### Task to carry out:
Put the lines of the records below into a JSON list of strings, one string per line, starting with the line that contains "Mark the region of every instance of the green" and stopping after the line that contains "M399 156L393 149L383". Include both of those lines and leave out any blank lines.
— Start —
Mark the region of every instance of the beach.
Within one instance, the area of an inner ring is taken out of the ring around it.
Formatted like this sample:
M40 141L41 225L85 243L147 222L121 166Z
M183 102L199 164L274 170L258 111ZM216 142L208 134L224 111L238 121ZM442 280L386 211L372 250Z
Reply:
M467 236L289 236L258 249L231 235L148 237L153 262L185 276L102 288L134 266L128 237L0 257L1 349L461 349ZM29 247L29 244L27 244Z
— End —
— Start —
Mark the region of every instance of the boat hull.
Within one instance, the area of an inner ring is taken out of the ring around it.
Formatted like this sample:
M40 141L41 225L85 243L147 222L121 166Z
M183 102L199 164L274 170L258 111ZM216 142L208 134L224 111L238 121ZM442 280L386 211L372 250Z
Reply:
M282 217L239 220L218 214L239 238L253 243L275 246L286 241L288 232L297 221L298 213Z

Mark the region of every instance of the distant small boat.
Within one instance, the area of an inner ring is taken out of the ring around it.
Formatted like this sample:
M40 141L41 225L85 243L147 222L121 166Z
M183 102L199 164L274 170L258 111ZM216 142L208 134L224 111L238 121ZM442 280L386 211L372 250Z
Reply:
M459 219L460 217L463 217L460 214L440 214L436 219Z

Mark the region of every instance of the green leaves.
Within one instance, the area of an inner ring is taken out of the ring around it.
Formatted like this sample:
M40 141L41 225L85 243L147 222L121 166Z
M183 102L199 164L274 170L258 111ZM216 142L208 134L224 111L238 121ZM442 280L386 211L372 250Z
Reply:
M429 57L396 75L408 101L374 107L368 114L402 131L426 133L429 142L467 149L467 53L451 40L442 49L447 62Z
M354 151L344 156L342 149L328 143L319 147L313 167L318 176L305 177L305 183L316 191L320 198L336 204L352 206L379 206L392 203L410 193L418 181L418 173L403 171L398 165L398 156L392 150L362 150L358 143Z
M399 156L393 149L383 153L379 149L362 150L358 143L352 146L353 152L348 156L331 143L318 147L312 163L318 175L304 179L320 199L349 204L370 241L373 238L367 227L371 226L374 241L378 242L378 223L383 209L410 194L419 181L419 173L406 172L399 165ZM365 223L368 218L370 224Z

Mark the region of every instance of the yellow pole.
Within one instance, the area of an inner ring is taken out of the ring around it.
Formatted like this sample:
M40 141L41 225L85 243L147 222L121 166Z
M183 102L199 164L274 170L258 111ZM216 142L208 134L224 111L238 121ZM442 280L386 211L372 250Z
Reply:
— End —
— Start —
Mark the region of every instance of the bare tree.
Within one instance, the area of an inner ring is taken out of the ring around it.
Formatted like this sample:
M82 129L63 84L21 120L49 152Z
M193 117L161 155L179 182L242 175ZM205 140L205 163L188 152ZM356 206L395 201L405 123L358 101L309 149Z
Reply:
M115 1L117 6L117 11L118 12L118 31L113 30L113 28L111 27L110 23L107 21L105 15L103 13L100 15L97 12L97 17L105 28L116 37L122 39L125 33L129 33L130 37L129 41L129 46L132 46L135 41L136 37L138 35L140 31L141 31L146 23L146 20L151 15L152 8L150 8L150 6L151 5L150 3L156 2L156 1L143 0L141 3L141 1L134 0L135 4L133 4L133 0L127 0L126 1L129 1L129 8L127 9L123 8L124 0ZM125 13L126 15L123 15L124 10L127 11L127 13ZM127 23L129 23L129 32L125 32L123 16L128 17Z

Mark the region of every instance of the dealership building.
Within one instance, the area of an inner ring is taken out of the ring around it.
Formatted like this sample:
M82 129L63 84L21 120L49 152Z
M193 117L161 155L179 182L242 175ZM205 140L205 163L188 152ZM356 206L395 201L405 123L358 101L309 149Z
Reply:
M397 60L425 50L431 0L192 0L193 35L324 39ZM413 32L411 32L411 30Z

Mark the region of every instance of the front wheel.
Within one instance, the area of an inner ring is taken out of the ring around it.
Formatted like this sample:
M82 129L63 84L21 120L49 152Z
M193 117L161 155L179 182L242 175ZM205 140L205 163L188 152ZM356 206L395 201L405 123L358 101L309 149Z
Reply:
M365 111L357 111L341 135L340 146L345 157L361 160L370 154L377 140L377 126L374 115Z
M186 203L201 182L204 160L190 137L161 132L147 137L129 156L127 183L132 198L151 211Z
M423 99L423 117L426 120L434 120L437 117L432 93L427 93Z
— End —
### Problem solution:
[
  "Mark the region of every instance of the green leaves.",
  "Within one instance, the area of an inner ring is taken out of the ring around it.",
  "Formatted like this sample:",
  "M40 141L41 225L85 243L147 222L121 166Z",
  "M183 102L199 164L274 170L258 111ZM216 142L208 134L224 111L238 121ZM442 280L386 211L372 250Z",
  "Reply:",
  "M429 57L396 75L408 101L374 107L368 114L402 131L426 133L429 142L467 149L467 53L451 40L442 49L447 62Z",
  "M354 151L344 156L342 149L328 143L319 147L313 167L318 176L305 177L305 183L316 191L320 198L336 204L352 206L379 206L392 203L410 193L418 181L418 173L403 171L398 165L398 156L392 150L362 150L358 143Z",
  "M399 156L393 149L383 153L379 149L362 150L358 143L352 146L353 152L348 156L331 143L318 147L312 163L318 175L304 179L320 199L349 204L370 241L373 238L367 227L371 226L374 241L378 242L378 223L383 209L410 194L419 181L419 173L406 172L399 165ZM365 223L368 218L370 224Z"
]